- _WHAT YOU SHOULD DO_
Can you copy out the data below word for word, starting at the line that has "find | boat hull" and ending after the line that has "column 31, row 183"?

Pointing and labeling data
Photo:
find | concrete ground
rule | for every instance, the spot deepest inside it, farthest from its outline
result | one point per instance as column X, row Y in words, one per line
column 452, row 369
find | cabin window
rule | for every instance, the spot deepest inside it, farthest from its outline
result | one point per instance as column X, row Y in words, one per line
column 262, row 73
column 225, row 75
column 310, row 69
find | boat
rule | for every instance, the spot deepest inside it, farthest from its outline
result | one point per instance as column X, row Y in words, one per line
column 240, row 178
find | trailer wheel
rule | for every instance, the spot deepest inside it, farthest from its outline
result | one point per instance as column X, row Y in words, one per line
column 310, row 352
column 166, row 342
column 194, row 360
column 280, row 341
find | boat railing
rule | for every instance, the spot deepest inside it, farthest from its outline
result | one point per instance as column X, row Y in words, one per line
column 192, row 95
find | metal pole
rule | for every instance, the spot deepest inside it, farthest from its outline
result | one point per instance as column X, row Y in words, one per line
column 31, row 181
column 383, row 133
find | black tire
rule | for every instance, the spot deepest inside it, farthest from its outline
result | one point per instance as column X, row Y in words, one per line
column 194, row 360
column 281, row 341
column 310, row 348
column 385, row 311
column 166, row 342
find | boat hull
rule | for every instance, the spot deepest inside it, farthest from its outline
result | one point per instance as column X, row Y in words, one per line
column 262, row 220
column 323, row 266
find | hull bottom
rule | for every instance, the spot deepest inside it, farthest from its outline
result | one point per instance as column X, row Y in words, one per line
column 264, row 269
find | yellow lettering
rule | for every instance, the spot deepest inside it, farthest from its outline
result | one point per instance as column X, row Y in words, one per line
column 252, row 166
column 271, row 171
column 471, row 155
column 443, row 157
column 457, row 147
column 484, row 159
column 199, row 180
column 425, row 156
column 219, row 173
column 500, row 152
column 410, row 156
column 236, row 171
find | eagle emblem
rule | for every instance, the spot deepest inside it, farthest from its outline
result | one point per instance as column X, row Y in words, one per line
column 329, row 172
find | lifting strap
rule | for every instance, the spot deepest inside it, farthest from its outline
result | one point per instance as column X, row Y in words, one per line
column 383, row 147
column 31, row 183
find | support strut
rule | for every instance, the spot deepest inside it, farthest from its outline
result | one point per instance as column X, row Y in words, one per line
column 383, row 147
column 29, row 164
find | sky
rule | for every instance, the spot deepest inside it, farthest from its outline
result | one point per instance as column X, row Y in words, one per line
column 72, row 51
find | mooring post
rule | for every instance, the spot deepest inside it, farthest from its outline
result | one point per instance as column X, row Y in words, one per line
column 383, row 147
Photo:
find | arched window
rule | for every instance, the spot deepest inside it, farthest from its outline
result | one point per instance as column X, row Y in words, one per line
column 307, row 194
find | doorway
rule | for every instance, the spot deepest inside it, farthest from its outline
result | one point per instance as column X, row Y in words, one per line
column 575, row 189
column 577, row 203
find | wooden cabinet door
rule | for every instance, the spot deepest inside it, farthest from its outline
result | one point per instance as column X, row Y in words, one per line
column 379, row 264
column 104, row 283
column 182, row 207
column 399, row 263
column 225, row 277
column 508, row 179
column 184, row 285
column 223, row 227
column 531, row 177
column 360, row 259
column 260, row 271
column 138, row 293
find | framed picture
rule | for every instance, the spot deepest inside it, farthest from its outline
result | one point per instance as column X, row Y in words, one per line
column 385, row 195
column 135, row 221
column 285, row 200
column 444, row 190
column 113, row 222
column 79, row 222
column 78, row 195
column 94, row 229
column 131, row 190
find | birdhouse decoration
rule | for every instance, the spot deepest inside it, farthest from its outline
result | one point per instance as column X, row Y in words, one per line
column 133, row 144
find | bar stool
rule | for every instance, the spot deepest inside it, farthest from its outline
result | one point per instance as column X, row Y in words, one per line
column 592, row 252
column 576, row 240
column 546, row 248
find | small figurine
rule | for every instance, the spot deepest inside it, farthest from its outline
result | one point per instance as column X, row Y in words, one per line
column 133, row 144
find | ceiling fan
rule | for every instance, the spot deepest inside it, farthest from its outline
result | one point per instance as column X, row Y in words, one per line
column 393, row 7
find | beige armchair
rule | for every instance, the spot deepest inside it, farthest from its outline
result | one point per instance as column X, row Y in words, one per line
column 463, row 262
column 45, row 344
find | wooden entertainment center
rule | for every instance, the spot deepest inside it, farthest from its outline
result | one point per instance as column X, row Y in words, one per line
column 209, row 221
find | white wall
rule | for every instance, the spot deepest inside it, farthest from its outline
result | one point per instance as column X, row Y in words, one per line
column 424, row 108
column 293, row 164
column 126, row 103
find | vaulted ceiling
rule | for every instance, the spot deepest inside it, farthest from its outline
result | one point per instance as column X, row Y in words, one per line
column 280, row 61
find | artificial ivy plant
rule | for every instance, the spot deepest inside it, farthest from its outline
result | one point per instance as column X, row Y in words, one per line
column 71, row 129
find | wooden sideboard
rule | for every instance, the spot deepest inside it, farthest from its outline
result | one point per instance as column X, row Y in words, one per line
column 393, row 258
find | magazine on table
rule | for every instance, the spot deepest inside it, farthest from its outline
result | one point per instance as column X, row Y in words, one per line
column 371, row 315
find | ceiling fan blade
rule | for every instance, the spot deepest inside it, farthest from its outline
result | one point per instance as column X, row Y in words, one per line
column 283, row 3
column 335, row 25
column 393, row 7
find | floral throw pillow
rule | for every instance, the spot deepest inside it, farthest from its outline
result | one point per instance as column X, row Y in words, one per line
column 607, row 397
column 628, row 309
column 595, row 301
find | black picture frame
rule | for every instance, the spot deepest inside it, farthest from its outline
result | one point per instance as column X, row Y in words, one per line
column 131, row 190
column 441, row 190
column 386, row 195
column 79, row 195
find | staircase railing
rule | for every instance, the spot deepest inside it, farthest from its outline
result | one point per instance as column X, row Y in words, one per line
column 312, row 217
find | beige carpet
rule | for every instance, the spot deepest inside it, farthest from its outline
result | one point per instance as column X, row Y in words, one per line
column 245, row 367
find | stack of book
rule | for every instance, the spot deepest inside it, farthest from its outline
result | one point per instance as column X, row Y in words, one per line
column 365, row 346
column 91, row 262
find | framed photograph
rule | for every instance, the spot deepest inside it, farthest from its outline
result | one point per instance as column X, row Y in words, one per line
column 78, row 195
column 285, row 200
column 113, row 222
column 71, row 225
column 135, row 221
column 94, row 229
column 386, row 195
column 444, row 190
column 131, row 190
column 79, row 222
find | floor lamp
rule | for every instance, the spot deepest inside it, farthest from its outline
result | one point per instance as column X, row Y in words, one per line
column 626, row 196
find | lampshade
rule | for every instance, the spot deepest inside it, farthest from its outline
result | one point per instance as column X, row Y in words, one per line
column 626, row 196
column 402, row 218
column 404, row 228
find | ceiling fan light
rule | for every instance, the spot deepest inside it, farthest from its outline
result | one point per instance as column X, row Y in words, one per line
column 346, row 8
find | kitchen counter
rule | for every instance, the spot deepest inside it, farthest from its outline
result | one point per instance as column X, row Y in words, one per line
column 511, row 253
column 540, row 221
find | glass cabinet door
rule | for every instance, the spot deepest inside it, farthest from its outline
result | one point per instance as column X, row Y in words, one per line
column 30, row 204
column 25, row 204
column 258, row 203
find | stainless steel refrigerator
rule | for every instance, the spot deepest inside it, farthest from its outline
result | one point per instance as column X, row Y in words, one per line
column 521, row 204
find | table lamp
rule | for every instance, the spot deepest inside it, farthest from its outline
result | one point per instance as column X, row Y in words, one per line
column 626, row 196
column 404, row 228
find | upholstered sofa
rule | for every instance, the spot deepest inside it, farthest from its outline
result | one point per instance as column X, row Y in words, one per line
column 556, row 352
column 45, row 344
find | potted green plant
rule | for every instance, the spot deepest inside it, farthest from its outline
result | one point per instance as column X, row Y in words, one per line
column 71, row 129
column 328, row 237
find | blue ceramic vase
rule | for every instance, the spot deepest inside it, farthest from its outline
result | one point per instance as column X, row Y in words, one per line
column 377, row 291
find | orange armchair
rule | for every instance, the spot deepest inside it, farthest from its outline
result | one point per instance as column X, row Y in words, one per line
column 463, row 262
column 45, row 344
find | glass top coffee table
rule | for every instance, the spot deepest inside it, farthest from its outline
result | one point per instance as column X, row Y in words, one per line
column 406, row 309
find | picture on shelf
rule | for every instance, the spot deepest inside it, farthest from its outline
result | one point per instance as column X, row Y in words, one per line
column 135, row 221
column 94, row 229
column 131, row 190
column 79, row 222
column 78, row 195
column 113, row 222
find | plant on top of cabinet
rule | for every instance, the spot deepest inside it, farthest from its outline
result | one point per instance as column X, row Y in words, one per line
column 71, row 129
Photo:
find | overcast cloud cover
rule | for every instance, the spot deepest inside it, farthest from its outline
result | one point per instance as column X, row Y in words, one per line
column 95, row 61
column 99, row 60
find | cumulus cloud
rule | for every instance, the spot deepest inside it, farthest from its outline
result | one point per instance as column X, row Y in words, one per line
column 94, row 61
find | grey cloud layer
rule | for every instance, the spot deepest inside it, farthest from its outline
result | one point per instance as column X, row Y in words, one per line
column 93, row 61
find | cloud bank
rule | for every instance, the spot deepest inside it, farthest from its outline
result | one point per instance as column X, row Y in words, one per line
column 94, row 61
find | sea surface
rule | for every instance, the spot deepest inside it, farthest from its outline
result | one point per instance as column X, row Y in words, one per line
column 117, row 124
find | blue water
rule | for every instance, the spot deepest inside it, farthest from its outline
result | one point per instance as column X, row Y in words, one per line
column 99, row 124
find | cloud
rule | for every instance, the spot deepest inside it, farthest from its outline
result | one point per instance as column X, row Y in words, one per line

- _ANSWER IN FULL_
find | boat hull
rule | for every instance, the spot deepest inside it, farthest from its outline
result | one point per instance as column X, row Y in words, one per line
column 262, row 220
column 323, row 266
find | hull bottom
rule | for every instance, the spot deepest inside it, farthest from its outline
result | one point per instance as column X, row Y in words, one per line
column 264, row 269
find | yellow lettering
rule | for every instance, the spot deepest inside it, farthest from its outline
result | one point per instance as column X, row Y in words, one per line
column 252, row 166
column 271, row 171
column 471, row 155
column 443, row 157
column 457, row 147
column 484, row 159
column 199, row 180
column 425, row 156
column 219, row 173
column 500, row 152
column 410, row 156
column 236, row 171
find | eagle emblem
rule | for every instance, the spot deepest inside it, farthest from its outline
result | one point per instance as column X, row Y in words, one per line
column 329, row 172
find | lifting strap
rule | for every instance, the spot deepest inside it, farthest from its outline
result | one point per instance as column X, row Y in words, one per line
column 383, row 147
column 31, row 183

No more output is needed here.